_Task goal_
Starting from the first line and stopping after the line that contains "M 71 151 L 69", rewrite these lines with "wooden railing" replaced by "timber railing" and everything else unchanged. Return only those lines.
━━━ Given records
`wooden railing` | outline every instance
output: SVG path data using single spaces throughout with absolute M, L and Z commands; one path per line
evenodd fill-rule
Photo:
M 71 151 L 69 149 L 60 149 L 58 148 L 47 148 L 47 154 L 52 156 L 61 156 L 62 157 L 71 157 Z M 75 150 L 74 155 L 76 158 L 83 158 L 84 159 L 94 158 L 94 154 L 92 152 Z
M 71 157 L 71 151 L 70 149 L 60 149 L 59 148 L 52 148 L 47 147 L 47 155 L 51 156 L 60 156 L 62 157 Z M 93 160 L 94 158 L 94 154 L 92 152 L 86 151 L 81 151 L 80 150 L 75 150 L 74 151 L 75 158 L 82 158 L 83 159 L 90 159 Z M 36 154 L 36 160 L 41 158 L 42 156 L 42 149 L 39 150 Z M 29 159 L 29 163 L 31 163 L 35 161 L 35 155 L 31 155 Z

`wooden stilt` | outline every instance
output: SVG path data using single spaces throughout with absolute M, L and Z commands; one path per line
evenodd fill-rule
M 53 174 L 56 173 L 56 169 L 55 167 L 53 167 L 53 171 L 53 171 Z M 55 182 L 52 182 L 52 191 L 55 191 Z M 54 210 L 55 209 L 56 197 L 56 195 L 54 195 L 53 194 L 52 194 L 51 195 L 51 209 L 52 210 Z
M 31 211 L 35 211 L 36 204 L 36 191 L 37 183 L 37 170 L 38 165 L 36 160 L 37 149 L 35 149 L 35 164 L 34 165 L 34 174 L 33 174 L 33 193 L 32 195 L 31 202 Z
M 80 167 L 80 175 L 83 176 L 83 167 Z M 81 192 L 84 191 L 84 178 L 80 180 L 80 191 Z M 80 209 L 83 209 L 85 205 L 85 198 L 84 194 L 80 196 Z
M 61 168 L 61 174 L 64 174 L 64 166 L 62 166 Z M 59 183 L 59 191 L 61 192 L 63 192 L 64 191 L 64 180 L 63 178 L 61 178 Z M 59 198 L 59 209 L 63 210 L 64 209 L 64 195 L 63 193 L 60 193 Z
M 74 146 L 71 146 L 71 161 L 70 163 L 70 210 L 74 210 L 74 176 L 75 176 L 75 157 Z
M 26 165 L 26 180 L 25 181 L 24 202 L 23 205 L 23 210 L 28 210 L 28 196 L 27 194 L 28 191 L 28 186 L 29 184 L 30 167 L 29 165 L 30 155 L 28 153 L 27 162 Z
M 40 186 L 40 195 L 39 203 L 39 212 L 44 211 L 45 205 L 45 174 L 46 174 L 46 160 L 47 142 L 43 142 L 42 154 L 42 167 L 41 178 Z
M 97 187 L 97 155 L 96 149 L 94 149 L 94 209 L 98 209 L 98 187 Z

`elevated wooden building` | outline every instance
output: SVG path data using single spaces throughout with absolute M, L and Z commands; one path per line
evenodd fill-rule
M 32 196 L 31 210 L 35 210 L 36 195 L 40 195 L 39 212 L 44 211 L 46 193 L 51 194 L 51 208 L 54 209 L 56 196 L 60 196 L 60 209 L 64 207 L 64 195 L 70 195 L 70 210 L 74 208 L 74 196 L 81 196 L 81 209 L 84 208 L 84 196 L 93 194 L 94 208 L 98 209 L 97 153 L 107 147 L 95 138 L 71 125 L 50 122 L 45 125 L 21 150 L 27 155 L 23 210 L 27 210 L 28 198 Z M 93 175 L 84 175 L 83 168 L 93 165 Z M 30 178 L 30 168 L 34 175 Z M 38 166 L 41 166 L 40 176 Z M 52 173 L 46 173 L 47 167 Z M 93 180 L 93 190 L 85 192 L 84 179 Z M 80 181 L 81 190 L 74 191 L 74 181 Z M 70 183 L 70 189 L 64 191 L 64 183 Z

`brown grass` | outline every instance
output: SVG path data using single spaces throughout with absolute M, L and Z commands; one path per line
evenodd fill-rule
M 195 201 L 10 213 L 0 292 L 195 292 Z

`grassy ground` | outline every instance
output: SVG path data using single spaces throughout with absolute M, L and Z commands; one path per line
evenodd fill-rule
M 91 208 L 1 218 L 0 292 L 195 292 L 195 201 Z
━━━━━━
_Output of the exercise_
`timber railing` | outline every instance
output: SVG path data using single spaces throughout with absolute M, L and Z commands; one path per line
evenodd fill-rule
Photo:
M 71 151 L 69 149 L 60 149 L 58 148 L 47 148 L 47 154 L 52 156 L 61 156 L 62 157 L 71 157 Z M 75 150 L 74 155 L 76 158 L 83 158 L 84 159 L 94 158 L 94 154 L 92 152 Z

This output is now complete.